----- Input data -----

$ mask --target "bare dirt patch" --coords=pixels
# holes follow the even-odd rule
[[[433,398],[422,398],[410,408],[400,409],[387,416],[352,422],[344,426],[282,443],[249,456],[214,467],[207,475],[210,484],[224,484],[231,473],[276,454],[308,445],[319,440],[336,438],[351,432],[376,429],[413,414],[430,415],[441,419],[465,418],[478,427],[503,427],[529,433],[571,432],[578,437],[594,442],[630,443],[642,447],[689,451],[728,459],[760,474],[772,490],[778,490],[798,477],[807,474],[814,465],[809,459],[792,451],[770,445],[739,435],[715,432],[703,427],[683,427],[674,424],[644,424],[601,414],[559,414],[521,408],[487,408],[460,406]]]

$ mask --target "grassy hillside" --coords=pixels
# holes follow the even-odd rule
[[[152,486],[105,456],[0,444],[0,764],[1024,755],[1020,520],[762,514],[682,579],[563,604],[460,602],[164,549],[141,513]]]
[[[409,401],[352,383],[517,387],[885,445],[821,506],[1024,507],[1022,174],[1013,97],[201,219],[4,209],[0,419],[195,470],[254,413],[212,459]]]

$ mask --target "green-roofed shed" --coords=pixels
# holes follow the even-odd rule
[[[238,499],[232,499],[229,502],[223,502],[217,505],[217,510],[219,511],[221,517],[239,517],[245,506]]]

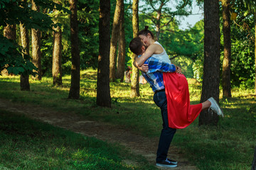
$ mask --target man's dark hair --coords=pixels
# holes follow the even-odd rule
[[[143,35],[146,36],[149,33],[151,35],[151,37],[154,40],[154,35],[153,35],[152,32],[149,30],[149,26],[145,26],[145,28],[144,30],[142,30],[141,31],[139,31],[138,33],[138,36],[139,35]]]
[[[143,43],[142,42],[142,39],[140,38],[134,38],[132,39],[129,45],[129,47],[131,51],[135,55],[140,55],[142,52],[142,47]]]

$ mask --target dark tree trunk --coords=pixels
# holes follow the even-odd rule
[[[26,28],[24,24],[20,24],[21,29],[21,45],[24,50],[23,51],[25,55],[29,55],[29,38],[28,30]],[[21,74],[20,86],[21,91],[30,91],[29,84],[29,75],[26,72]]]
[[[9,40],[15,40],[16,37],[16,25],[7,24],[4,29],[4,36]]]
[[[231,37],[230,0],[222,0],[224,37],[224,58],[223,63],[223,96],[231,97],[230,66],[231,66]]]
[[[139,32],[139,0],[134,0],[132,2],[132,30],[133,37],[136,38]],[[137,55],[132,55],[132,63],[134,62]],[[132,74],[131,78],[131,94],[132,98],[139,96],[139,69],[132,64]]]
[[[256,11],[255,12],[255,92],[256,94]]]
[[[117,0],[116,8],[114,11],[113,28],[110,41],[110,81],[115,81],[115,66],[117,63],[117,47],[120,31],[120,17],[122,1],[124,0]]]
[[[116,78],[124,81],[125,69],[125,35],[124,35],[124,1],[122,1],[120,14],[120,35],[118,41],[118,55]]]
[[[80,98],[80,57],[78,47],[78,0],[69,0],[71,11],[71,85],[68,98]]]
[[[96,104],[111,107],[110,89],[110,0],[100,0],[99,57]]]
[[[256,170],[256,147],[255,149],[255,154],[252,160],[252,170]]]
[[[39,6],[36,6],[34,1],[32,0],[32,9],[40,11]],[[38,75],[36,79],[41,80],[42,79],[41,67],[41,31],[39,30],[31,29],[32,36],[32,62],[38,68]]]
[[[220,89],[220,21],[218,0],[204,1],[204,62],[201,102],[210,96],[218,102]],[[211,111],[210,111],[211,112]],[[199,116],[199,125],[215,125],[218,116],[208,110]]]
[[[53,28],[53,85],[62,86],[62,33],[60,27]]]

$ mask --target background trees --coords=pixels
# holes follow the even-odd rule
[[[110,1],[110,31],[105,33],[110,36],[112,34],[111,38],[115,39],[115,47],[113,49],[115,50],[116,55],[112,67],[114,68],[113,72],[116,73],[111,74],[115,81],[122,81],[125,68],[132,66],[134,56],[132,57],[132,54],[129,50],[128,45],[125,45],[129,44],[134,36],[133,28],[142,30],[145,26],[149,26],[149,29],[157,35],[158,40],[165,47],[172,62],[183,68],[183,73],[187,77],[194,77],[199,82],[202,82],[204,72],[203,69],[205,38],[203,21],[198,22],[186,30],[179,28],[179,22],[182,18],[181,16],[190,14],[191,1],[177,1],[176,4],[174,4],[174,2],[166,0],[142,0],[139,1],[141,6],[137,7],[137,16],[134,15],[132,11],[132,3],[135,3],[136,1],[111,0]],[[117,2],[122,4],[119,6]],[[254,1],[246,0],[223,0],[222,2],[222,5],[218,6],[220,12],[218,16],[220,21],[220,64],[223,63],[223,67],[220,68],[220,82],[223,95],[225,97],[231,95],[229,89],[235,87],[248,89],[256,86],[255,4]],[[100,1],[78,1],[77,3],[78,45],[75,47],[79,47],[79,50],[75,51],[78,52],[76,55],[79,55],[80,57],[80,62],[78,64],[80,67],[80,69],[100,68],[97,60],[100,53],[99,51],[100,29],[98,18]],[[73,38],[75,35],[71,35],[70,32],[70,28],[74,25],[70,24],[68,1],[33,0],[28,1],[26,4],[25,1],[14,0],[11,2],[1,0],[0,4],[1,26],[0,54],[2,57],[0,59],[1,70],[7,69],[9,73],[14,74],[26,72],[29,74],[33,72],[37,73],[36,77],[38,79],[41,79],[41,76],[52,76],[55,74],[54,77],[60,78],[70,74],[73,65],[70,37]],[[225,4],[230,6],[225,6]],[[114,20],[117,21],[117,18],[114,18],[116,5],[120,6],[118,12],[119,15],[117,18],[119,21],[117,25],[119,24],[119,26],[113,25]],[[232,14],[230,20],[228,18],[228,15],[226,16],[228,17],[226,18],[225,15],[221,14],[227,13],[228,11],[230,11],[228,13]],[[236,13],[238,16],[233,17],[233,13]],[[134,22],[134,26],[132,26],[134,16],[139,18]],[[138,21],[139,21],[139,26]],[[228,26],[225,25],[226,21],[229,21],[230,30]],[[55,26],[53,26],[54,25]],[[11,33],[11,26],[16,27],[13,35]],[[26,55],[25,51],[22,50],[23,31],[21,30],[22,26],[26,26],[28,37],[31,40],[29,42],[28,52],[31,57]],[[53,29],[55,30],[53,31]],[[59,39],[58,42],[53,43],[54,40],[58,40],[56,35],[60,33],[61,33],[61,40]],[[230,35],[225,35],[228,33]],[[9,38],[13,36],[15,40],[7,39],[4,35]],[[60,36],[58,37],[60,38]],[[115,37],[119,38],[117,39]],[[225,42],[227,37],[230,38],[230,42],[228,43]],[[105,45],[107,45],[106,43]],[[59,52],[58,56],[61,56],[61,60],[58,60],[61,71],[57,74],[53,72],[55,67],[53,67],[53,64],[54,65],[53,58],[55,58],[53,51],[56,51],[55,47],[58,47],[55,45],[59,45],[57,50]],[[227,47],[226,45],[230,47]],[[229,53],[230,55],[226,55]],[[232,60],[230,58],[232,58]],[[225,67],[225,63],[227,63],[225,61],[228,61],[228,67]],[[37,69],[31,64],[32,62]],[[229,67],[230,73],[229,71],[225,71],[225,68],[228,70]],[[132,78],[134,80],[132,84],[132,91],[133,91],[131,93],[132,96],[139,95],[137,79],[139,74],[137,69],[132,71],[132,75],[135,78]],[[226,83],[228,87],[225,85]],[[75,84],[79,84],[78,81]],[[228,91],[225,90],[227,88]],[[227,94],[225,91],[228,91]]]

-----

*Your task*
Count the lines above that contain the string "pixels", and reply with only the number.

*The result*
6